Extract:
══════════

After analyzing data about risk of death and emergency department usage for its cancer patients, Northwest Medical Specialties opened a walk-in clinic.
A nurse practitioner staffs the clinic, which is open from 9 a.m. to 5 p.m. on weekdays. The goal is to treat the acute symptoms that cancer patients experience—such as pain, dizziness, and diarrhea—and avoid trips to the emergency department.
The practice—with six locations in the Tacoma, Washington area—plans to hire a second advanced practice provider to staff the acute-care service at a second location.
Before launching the clinic, the practice conducted a six-month pilot, demonstrating sufficient patient demand and satisfaction with the service to justify the cost.
“This was an example of a practice transformation—of how this practice took information and made a dramatic change in the clinic,” says Sibel Blau, MD, medical director, hematology and oncology divisions at the 10-physican practice. The overall goal, she says, is to position the practice for success under value-based reimbursement models.

══════════

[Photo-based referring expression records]
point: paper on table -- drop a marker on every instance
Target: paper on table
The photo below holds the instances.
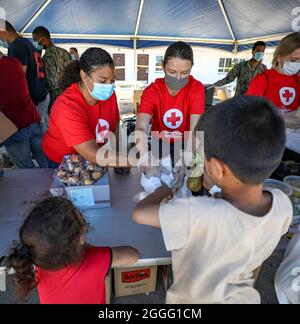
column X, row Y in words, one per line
column 7, row 128
column 82, row 197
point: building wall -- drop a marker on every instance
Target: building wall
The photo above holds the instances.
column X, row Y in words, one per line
column 205, row 68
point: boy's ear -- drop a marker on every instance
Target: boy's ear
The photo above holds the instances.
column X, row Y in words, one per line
column 217, row 169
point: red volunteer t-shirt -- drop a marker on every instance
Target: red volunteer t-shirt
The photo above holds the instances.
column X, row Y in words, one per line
column 76, row 284
column 15, row 101
column 282, row 90
column 171, row 114
column 73, row 121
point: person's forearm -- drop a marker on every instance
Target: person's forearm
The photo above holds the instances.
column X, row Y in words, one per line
column 156, row 197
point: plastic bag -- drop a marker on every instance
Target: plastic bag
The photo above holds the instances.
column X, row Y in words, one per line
column 287, row 279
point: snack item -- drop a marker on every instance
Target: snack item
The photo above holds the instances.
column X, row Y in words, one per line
column 74, row 171
column 88, row 182
column 96, row 175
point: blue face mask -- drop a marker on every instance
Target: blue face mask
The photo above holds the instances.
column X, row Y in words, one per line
column 258, row 56
column 3, row 44
column 102, row 91
column 37, row 46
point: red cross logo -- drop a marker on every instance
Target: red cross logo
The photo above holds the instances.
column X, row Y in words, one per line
column 102, row 129
column 173, row 118
column 287, row 95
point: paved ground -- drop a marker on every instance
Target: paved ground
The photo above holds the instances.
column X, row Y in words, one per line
column 264, row 285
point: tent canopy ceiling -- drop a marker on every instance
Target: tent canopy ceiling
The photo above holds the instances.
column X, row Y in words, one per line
column 225, row 24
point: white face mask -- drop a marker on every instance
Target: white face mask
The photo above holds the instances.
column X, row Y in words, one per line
column 290, row 68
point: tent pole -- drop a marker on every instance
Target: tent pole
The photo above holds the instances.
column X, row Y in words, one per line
column 135, row 61
column 33, row 18
column 227, row 19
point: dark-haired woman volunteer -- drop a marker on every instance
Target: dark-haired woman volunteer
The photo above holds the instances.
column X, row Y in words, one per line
column 173, row 103
column 86, row 112
column 281, row 84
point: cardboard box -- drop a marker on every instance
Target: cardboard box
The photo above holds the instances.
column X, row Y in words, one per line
column 132, row 281
column 167, row 275
column 137, row 95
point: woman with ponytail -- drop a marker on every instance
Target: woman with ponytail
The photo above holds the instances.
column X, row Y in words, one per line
column 53, row 257
column 86, row 113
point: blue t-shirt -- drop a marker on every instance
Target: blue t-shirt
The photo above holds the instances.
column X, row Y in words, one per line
column 23, row 50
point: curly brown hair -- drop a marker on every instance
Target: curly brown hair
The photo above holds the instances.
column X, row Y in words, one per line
column 50, row 238
column 90, row 60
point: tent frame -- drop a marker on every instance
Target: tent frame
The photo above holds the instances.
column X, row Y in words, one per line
column 136, row 37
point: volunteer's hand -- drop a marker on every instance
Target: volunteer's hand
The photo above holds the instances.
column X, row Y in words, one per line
column 207, row 182
column 122, row 171
column 164, row 192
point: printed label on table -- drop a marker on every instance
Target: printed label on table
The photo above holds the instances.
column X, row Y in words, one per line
column 82, row 197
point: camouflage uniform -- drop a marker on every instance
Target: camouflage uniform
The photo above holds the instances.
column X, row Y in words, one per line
column 245, row 73
column 55, row 59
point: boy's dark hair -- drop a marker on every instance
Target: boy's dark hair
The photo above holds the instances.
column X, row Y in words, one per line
column 49, row 239
column 41, row 32
column 259, row 43
column 8, row 26
column 181, row 50
column 90, row 60
column 74, row 49
column 247, row 134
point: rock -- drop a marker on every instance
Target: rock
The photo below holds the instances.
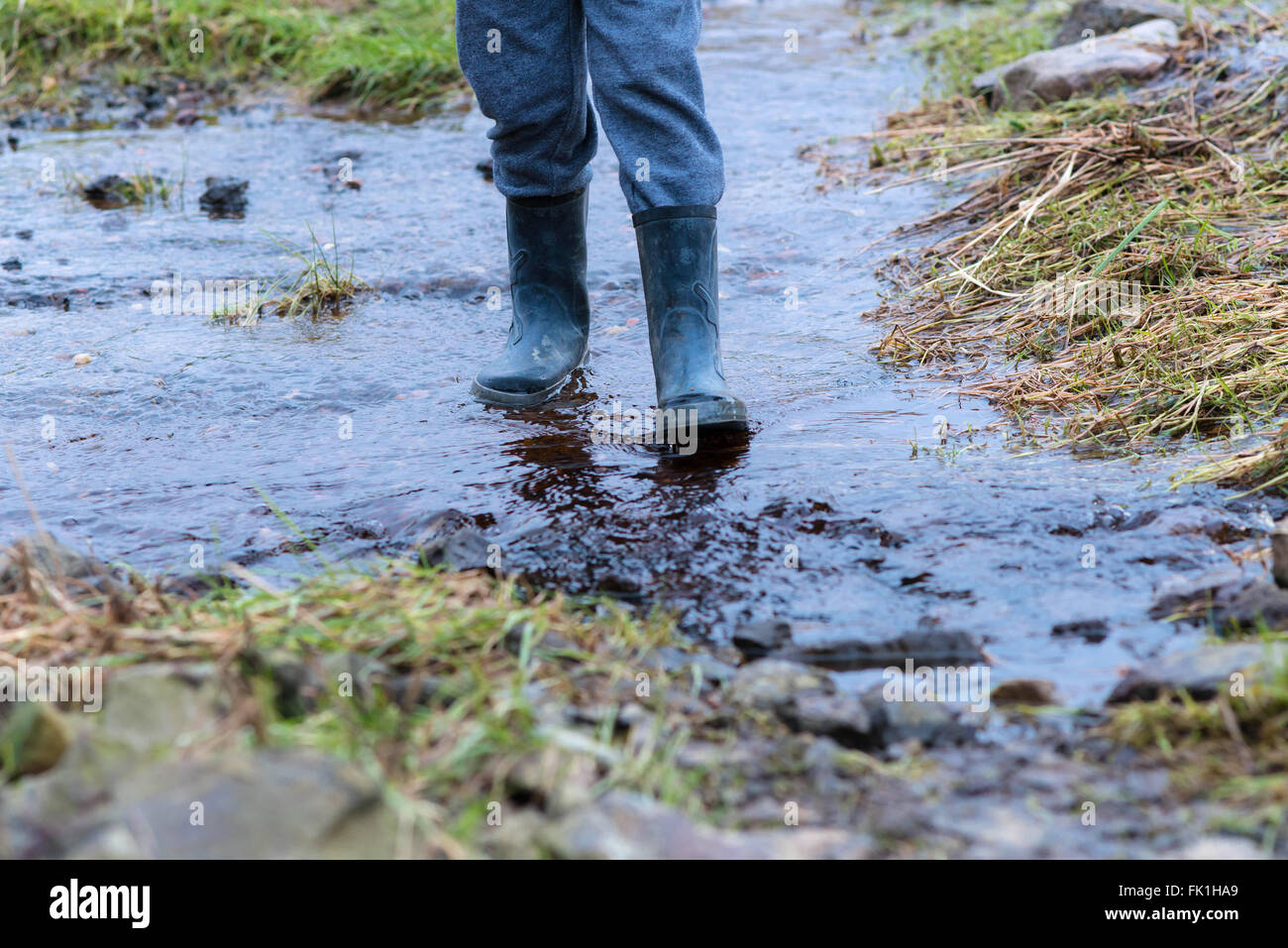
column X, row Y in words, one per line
column 269, row 804
column 1054, row 75
column 768, row 683
column 224, row 197
column 38, row 562
column 1279, row 550
column 1199, row 672
column 1024, row 690
column 1106, row 17
column 675, row 661
column 1261, row 603
column 155, row 707
column 761, row 638
column 1093, row 630
column 931, row 723
column 1220, row 848
column 840, row 717
column 626, row 826
column 460, row 550
column 928, row 646
column 107, row 191
column 33, row 737
column 983, row 82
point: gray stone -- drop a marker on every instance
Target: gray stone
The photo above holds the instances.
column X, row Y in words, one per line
column 1024, row 690
column 931, row 723
column 926, row 646
column 625, row 826
column 39, row 561
column 769, row 682
column 840, row 717
column 269, row 804
column 1131, row 55
column 761, row 638
column 460, row 550
column 1220, row 848
column 224, row 197
column 1199, row 672
column 1261, row 603
column 1111, row 16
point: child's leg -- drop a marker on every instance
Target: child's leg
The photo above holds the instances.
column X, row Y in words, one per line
column 649, row 95
column 648, row 90
column 527, row 63
column 526, row 60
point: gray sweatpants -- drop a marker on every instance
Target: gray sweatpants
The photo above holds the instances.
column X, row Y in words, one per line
column 528, row 60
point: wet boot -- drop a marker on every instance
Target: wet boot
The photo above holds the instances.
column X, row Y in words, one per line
column 678, row 261
column 550, row 327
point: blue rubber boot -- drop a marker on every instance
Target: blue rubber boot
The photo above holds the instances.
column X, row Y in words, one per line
column 678, row 261
column 550, row 327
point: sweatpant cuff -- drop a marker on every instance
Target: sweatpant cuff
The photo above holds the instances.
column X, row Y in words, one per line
column 690, row 210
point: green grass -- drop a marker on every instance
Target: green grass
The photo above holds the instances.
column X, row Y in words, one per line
column 387, row 54
column 451, row 689
column 1227, row 751
column 986, row 37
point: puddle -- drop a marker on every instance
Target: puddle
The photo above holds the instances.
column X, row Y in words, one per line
column 360, row 429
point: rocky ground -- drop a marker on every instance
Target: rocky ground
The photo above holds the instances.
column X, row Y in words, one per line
column 426, row 711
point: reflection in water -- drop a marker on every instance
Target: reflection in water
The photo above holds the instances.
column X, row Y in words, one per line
column 361, row 428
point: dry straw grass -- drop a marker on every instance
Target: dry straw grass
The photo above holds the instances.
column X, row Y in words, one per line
column 1171, row 202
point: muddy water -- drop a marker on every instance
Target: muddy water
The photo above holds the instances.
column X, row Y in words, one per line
column 360, row 429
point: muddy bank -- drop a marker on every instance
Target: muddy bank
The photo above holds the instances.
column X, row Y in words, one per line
column 872, row 510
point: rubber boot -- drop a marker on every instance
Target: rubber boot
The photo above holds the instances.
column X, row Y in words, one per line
column 550, row 327
column 678, row 261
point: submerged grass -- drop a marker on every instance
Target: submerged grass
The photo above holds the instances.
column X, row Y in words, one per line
column 1228, row 751
column 323, row 286
column 386, row 54
column 454, row 689
column 984, row 37
column 1122, row 257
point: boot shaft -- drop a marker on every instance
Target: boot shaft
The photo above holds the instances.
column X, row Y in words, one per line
column 679, row 265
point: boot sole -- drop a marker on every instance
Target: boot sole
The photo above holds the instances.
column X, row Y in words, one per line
column 722, row 416
column 522, row 399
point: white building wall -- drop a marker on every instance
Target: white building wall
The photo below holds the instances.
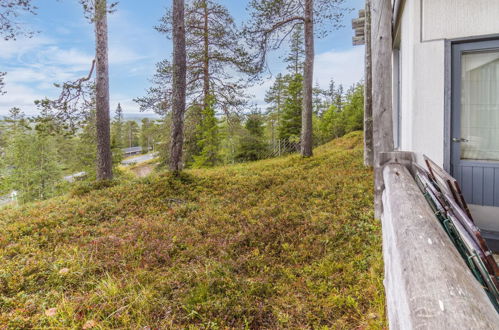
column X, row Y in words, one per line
column 424, row 27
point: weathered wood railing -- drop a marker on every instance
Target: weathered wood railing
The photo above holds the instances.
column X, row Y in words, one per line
column 427, row 283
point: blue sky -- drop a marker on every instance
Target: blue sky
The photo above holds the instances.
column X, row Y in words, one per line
column 63, row 50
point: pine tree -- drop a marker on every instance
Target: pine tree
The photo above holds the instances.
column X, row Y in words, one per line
column 131, row 133
column 252, row 145
column 179, row 85
column 275, row 97
column 273, row 20
column 209, row 141
column 216, row 67
column 296, row 56
column 117, row 140
column 290, row 127
column 34, row 167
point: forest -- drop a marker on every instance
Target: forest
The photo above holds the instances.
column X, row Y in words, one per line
column 78, row 132
column 239, row 215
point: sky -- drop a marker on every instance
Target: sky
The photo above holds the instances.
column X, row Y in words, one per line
column 63, row 50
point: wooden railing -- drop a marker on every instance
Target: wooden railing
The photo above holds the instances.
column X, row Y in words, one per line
column 428, row 285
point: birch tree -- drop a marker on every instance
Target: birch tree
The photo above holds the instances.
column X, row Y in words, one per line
column 272, row 21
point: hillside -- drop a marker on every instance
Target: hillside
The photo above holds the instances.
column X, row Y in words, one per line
column 281, row 243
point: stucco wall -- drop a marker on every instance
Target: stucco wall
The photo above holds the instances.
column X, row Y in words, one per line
column 459, row 18
column 424, row 27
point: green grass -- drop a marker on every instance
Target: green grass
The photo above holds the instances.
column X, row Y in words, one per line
column 281, row 243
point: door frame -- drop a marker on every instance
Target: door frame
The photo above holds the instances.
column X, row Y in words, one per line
column 452, row 62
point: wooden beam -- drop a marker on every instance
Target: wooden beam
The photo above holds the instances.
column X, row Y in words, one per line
column 359, row 32
column 357, row 41
column 428, row 285
column 381, row 38
column 358, row 23
column 368, row 105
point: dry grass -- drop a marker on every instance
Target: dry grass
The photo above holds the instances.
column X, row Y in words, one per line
column 282, row 243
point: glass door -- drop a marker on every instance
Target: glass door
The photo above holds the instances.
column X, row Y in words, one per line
column 475, row 120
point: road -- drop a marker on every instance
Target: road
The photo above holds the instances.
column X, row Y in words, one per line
column 139, row 159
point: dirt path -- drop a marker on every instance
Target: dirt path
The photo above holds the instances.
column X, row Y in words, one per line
column 142, row 171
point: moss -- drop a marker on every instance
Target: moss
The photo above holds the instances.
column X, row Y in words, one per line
column 280, row 243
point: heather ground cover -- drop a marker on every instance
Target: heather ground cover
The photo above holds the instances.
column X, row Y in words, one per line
column 281, row 243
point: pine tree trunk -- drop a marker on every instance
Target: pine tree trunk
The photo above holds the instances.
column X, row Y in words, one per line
column 206, row 58
column 306, row 130
column 179, row 86
column 104, row 157
column 381, row 38
column 368, row 106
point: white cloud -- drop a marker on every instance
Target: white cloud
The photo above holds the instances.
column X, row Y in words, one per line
column 20, row 96
column 345, row 67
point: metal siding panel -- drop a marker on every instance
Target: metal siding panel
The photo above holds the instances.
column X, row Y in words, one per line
column 467, row 180
column 496, row 187
column 488, row 186
column 477, row 185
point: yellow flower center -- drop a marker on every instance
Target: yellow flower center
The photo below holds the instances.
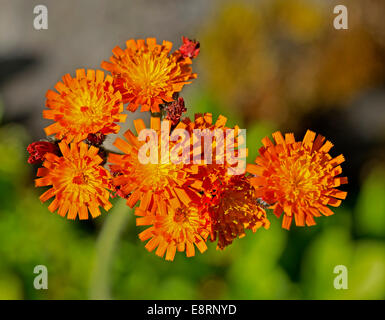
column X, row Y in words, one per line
column 149, row 73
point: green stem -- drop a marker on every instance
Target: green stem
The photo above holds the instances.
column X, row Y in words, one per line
column 106, row 245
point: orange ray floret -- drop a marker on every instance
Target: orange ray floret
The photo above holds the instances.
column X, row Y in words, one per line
column 298, row 178
column 147, row 74
column 174, row 226
column 79, row 183
column 83, row 105
column 150, row 182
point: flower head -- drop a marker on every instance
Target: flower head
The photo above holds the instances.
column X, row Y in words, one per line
column 174, row 226
column 147, row 74
column 38, row 149
column 79, row 183
column 298, row 178
column 86, row 104
column 190, row 48
column 232, row 207
column 175, row 110
column 153, row 181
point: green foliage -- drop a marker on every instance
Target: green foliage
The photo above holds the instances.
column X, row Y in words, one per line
column 370, row 210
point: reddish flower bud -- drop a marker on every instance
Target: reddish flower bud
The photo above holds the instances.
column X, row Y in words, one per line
column 38, row 149
column 189, row 48
column 96, row 139
column 175, row 110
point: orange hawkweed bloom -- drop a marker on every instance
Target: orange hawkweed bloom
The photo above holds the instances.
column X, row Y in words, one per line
column 147, row 74
column 83, row 105
column 175, row 226
column 152, row 182
column 298, row 178
column 231, row 204
column 78, row 181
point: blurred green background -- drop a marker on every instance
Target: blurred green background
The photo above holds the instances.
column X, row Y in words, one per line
column 266, row 65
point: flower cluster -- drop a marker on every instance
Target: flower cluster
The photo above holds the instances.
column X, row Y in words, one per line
column 187, row 178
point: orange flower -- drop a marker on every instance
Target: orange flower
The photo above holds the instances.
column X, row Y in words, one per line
column 228, row 199
column 83, row 105
column 78, row 182
column 175, row 226
column 231, row 204
column 146, row 74
column 298, row 178
column 151, row 182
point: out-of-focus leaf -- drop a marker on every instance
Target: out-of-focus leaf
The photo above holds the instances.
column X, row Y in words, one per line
column 370, row 209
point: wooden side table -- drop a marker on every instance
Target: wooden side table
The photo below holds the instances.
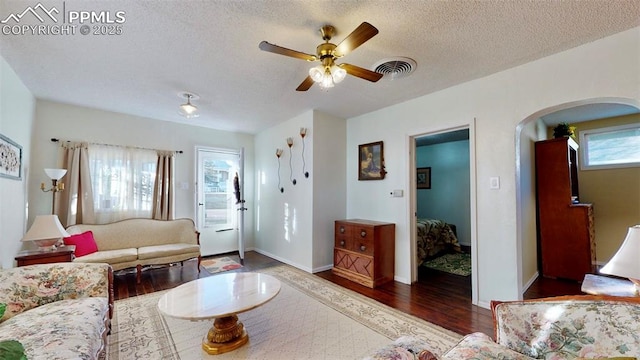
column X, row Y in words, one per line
column 33, row 257
column 604, row 285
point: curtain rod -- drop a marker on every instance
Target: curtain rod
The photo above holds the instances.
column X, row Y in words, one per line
column 134, row 147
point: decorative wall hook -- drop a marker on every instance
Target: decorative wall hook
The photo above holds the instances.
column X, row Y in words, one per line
column 303, row 132
column 290, row 144
column 278, row 154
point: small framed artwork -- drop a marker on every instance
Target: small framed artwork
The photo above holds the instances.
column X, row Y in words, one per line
column 10, row 158
column 423, row 178
column 371, row 161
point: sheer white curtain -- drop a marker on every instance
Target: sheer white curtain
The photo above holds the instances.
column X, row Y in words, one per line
column 123, row 181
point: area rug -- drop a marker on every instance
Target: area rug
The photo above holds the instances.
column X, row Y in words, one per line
column 311, row 318
column 458, row 264
column 219, row 265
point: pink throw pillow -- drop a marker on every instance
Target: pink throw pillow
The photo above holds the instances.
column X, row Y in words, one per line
column 85, row 243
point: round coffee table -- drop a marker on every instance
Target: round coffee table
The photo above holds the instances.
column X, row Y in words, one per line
column 220, row 297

══════════

Questions to answer:
**a.** According to the walk-in clinic text, why did the practice go ahead with launching the clinic after its pilot?
**b.** Write out the part of the walk-in clinic text from "After analyzing data" up to and including "the emergency department.".

Answers to this exercise:
**a.** The six-month pilot showed enough patient demand and satisfaction with the service to justify the cost.

**b.**
After analyzing data about risk of death and emergency department usage for its cancer patients, Northwest Medical Specialties opened a walk-in clinic.
A nurse practitioner staffs the clinic, which is open from 9 a.m. to 5 p.m. on weekdays. The goal is to treat the acute symptoms that cancer patients experience—such as pain, dizziness, and diarrhea—and avoid trips to the emergency department.